Problem requirements -> Write out every entry once more, character for character.
##############################
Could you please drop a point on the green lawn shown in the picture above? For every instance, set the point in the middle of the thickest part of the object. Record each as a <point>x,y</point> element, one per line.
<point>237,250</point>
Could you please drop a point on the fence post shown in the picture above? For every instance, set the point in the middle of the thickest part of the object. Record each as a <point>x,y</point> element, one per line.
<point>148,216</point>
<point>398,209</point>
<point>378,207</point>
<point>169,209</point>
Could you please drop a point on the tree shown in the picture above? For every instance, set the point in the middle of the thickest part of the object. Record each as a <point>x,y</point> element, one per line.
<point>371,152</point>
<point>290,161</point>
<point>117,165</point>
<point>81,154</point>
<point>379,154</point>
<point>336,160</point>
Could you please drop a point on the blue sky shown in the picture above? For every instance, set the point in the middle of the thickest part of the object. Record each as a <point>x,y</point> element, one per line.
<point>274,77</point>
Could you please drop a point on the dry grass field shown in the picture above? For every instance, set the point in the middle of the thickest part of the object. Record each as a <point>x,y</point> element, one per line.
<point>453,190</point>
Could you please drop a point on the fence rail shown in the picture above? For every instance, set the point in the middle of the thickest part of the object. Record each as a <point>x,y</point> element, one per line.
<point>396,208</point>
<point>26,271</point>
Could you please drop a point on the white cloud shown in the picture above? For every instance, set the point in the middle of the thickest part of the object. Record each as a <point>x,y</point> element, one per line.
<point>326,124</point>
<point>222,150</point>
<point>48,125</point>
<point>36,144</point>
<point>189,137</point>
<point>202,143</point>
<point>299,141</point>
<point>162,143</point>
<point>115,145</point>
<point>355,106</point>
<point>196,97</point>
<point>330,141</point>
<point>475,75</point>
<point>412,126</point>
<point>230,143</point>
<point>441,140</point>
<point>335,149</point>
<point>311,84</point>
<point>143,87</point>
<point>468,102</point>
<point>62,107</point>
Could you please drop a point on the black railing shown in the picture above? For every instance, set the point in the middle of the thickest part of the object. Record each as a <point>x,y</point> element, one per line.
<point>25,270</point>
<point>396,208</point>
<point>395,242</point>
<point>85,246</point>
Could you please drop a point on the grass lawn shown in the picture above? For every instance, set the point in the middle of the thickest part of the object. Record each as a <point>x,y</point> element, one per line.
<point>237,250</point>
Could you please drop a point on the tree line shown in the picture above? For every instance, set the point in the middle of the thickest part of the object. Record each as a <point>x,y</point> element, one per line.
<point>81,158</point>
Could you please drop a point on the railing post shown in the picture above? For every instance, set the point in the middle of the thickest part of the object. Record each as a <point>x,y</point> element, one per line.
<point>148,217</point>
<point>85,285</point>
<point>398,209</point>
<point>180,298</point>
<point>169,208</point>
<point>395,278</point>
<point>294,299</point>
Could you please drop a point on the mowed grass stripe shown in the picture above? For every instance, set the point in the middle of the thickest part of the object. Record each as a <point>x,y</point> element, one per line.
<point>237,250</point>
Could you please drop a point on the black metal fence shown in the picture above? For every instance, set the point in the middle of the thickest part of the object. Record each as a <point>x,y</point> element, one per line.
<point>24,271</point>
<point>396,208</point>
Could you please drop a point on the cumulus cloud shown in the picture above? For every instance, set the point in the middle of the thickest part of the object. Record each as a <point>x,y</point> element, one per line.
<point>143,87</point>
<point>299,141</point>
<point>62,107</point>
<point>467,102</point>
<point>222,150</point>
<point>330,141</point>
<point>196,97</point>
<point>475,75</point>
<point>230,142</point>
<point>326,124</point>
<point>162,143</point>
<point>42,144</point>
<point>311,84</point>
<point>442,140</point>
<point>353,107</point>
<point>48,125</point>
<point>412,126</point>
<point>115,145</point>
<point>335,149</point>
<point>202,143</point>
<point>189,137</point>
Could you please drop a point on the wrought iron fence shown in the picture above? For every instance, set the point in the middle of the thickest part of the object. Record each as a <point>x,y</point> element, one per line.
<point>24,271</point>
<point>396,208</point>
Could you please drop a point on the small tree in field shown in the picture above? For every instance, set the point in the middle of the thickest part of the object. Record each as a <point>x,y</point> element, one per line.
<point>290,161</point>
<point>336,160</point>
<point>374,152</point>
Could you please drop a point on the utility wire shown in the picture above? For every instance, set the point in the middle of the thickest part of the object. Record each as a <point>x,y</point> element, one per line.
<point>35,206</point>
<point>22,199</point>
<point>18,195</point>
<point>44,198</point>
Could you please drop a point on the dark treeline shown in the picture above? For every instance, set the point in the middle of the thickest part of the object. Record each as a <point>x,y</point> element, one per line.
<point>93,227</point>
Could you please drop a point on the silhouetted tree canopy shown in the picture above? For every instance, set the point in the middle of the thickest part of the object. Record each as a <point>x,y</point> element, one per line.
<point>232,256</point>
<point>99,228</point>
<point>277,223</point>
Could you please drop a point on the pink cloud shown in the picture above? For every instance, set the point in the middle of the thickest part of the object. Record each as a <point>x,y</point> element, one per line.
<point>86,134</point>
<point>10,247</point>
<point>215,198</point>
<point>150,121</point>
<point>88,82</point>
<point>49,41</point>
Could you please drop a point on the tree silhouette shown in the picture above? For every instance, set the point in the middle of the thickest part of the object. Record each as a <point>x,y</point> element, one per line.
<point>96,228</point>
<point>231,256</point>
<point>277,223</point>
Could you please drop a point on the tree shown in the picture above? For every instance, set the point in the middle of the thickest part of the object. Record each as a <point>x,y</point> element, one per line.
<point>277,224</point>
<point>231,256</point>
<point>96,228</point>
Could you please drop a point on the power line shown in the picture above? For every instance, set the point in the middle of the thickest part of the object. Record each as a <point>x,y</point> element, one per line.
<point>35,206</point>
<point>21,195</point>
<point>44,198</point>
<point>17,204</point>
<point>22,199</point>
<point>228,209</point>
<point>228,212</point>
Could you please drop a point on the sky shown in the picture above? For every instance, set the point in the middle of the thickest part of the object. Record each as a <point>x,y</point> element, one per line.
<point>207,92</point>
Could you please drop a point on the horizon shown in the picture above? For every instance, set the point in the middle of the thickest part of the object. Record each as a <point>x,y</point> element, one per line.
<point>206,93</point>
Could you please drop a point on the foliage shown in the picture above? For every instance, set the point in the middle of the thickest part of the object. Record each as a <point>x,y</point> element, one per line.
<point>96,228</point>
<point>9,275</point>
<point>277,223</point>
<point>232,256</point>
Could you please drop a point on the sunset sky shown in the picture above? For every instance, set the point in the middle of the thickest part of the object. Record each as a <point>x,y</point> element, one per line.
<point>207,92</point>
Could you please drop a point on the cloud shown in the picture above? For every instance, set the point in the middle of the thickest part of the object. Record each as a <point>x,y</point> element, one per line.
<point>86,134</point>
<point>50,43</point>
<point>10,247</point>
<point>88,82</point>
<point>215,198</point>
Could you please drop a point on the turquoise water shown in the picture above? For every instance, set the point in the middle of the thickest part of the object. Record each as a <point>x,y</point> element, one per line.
##############################
Solution below ->
Could you please drop a point on the green lawn shown in the picture above? For every instance, set the point in the middle of the thickest part of the object. Record each as a <point>x,y</point> element, one per line.
<point>237,250</point>
Could you please drop a point on the fence post shown in the picture above? For every instance, set the point in the middle of the thickest part of the object. Record each as a <point>x,y</point> element, one per line.
<point>148,216</point>
<point>398,209</point>
<point>378,207</point>
<point>169,209</point>
Could you please drop a point on the tree shown in the picture above? For every instance, set the point in the middle of the thickest part of the object. Record each as a <point>x,y</point> element, one per line.
<point>371,152</point>
<point>290,161</point>
<point>117,165</point>
<point>81,154</point>
<point>379,154</point>
<point>336,160</point>
Could you please drop a point on the blue sky shown in the picture above? For every instance, set the point in the middle of the thickest part of the object. Record each as a <point>x,y</point> element, one per line.
<point>274,77</point>
Could you please drop a point on the dry grass field shown in the picture above? For every instance, set the point in the middle of the thickest part of the object. Record each as a <point>x,y</point> element, one per line.
<point>453,190</point>
Could you please drop a point on the fence rail shown in the picture above? For every instance, set the point in the middle of the thickest part of the object. Record each as a <point>x,y</point> element, one per line.
<point>396,208</point>
<point>26,271</point>
Could you please drop a point on the white cloud shown in the picture above? For every instance, set the point in the middle of the thickest part of the object. Record each as a <point>x,y</point> element, one per line.
<point>326,124</point>
<point>222,150</point>
<point>48,125</point>
<point>36,144</point>
<point>189,137</point>
<point>202,143</point>
<point>299,141</point>
<point>162,143</point>
<point>115,145</point>
<point>355,106</point>
<point>196,97</point>
<point>330,141</point>
<point>475,75</point>
<point>412,126</point>
<point>230,143</point>
<point>441,140</point>
<point>335,149</point>
<point>311,84</point>
<point>143,87</point>
<point>468,102</point>
<point>62,107</point>
Could you please drop a point on the black railing shown in the picture above? For every instance, set the point in the middle of the thickest part of the object. Record each as a <point>x,y</point> element, one per line.
<point>25,270</point>
<point>396,208</point>
<point>395,242</point>
<point>85,246</point>
Could you please drop a point on the grass lawn shown in the picture above? For every instance, set the point in the middle of the thickest part of the object. Record each as a <point>x,y</point> element, one per line.
<point>237,250</point>
Could you please drop a point on the tree line shown in the picture above? For every instance, set the point in the middle of the thickest part of the object. Record each as a <point>x,y</point> element, one per line.
<point>81,158</point>
Could you please drop a point on the railing post shown in the picture above? For every instance, set the point in the middle of the thickest part of the object. Record each as a <point>x,y</point> element, one per line.
<point>148,217</point>
<point>85,285</point>
<point>398,209</point>
<point>180,298</point>
<point>169,208</point>
<point>395,278</point>
<point>294,299</point>
Could you please drop a point on the mowed grass stripe shown in the picture above? For every instance, set the point in the middle of the thickest part of the object. Record each as a <point>x,y</point> element, one per line.
<point>237,250</point>
Could you please drop a point on the black metal fence shown in the picture above? For every instance, set the point in the middle of the thickest part of the object. Record each as a <point>x,y</point> element, one per line.
<point>24,271</point>
<point>396,208</point>
Could you please drop a point on the cumulus cloud shown in the picture above? For every instance, set the point in the middle of the thickest part of the object. Record each as a <point>x,y</point> element, one per line.
<point>143,87</point>
<point>299,141</point>
<point>62,107</point>
<point>467,102</point>
<point>222,150</point>
<point>330,141</point>
<point>196,97</point>
<point>475,75</point>
<point>230,142</point>
<point>326,124</point>
<point>162,143</point>
<point>42,144</point>
<point>311,84</point>
<point>442,140</point>
<point>353,107</point>
<point>48,125</point>
<point>412,126</point>
<point>115,145</point>
<point>335,149</point>
<point>202,143</point>
<point>189,137</point>
Could you please drop a point on the wrought iron fence shown in the picture above? For every instance, set the point in the middle of the thickest part of the object. Record each as a <point>x,y</point> element, one per line.
<point>24,271</point>
<point>396,208</point>
Could you please drop a point on the small tree in field shown in the picture above? For every instance, set the point in the middle of the thickest part of the object. Record each as a <point>x,y</point> element, one per line.
<point>290,161</point>
<point>336,160</point>
<point>374,152</point>
Could you please drop a point on the utility wire shown in the picture above? For every instance, set the point in the middle of the thickest part of the object. Record each as a <point>x,y</point> element, one per line.
<point>35,206</point>
<point>22,199</point>
<point>18,195</point>
<point>44,198</point>
Could you please drop a point on the dark treeline shown in the picture above? For every instance, set the point in the middle of the thickest part of the object. Record each as a <point>x,y</point> element, one per line.
<point>93,227</point>
Could you please drop a point on the silhouetted tree canopy shown in the picture above? For every instance, set the point in the middle of the thickest part of the object. Record each as a <point>x,y</point> element, one per line.
<point>232,256</point>
<point>99,228</point>
<point>277,223</point>
Could you please drop a point on the pink cloud shown in the picture above? For every instance, set the point in the middle of the thickest part of the object. Record each as a <point>x,y</point> element, one per line.
<point>86,134</point>
<point>10,247</point>
<point>215,198</point>
<point>150,121</point>
<point>88,82</point>
<point>49,41</point>
Could you please drop a point on the tree silhouette shown in the picture above? For every instance, set the point in the middle of the thickest part of the object. Record each as a <point>x,y</point> element, one per line.
<point>96,228</point>
<point>231,256</point>
<point>277,223</point>
Could you please drop a point on the tree shown in the picture above? For every instance, set the point in the middle of the thickest part of the object. Record each as a <point>x,y</point> element, one per line.
<point>277,224</point>
<point>231,256</point>
<point>96,228</point>
Could you please drop a point on the power line shown in the picture above? For every instance, set the point in the middle of the thickest part of the object. Record each as a <point>x,y</point> element, one per line.
<point>35,206</point>
<point>21,195</point>
<point>44,198</point>
<point>17,204</point>
<point>22,199</point>
<point>228,209</point>
<point>228,212</point>
Could you please drop a point on the sky shown in the picture above? For every instance, set the point in the middle of the thickest part of the object. Record each as a <point>x,y</point> element, one per line.
<point>207,92</point>
Could you please drop a point on the horizon shown in the picture above? For every instance, set the point in the middle of the thickest part of the object. Record each as a <point>x,y</point> element, one per line.
<point>206,93</point>
Could you please drop a point on the foliage shown in the picture above? For every instance, set the point in the middle of the thickest part of the object. Record each as a <point>x,y</point> element, one per line.
<point>96,228</point>
<point>9,275</point>
<point>277,223</point>
<point>232,256</point>
Could you please drop a point on the sunset sky shown in the picture above? For every instance, set the point in the middle of the thickest part of the object. Record each as a <point>x,y</point> element, one per line.
<point>207,92</point>
Could you please drop a point on the cloud shown in the picture above? For every instance, set the point in the middle of the thickest part of the object. Record each as a <point>x,y</point> element, one per line.
<point>86,134</point>
<point>50,43</point>
<point>10,247</point>
<point>88,82</point>
<point>215,198</point>
Could you please drop a point on the turquoise water shown in the picture above? For every instance, set the point in the middle of the thickest part of the object. Record each as a <point>x,y</point> element, one per line.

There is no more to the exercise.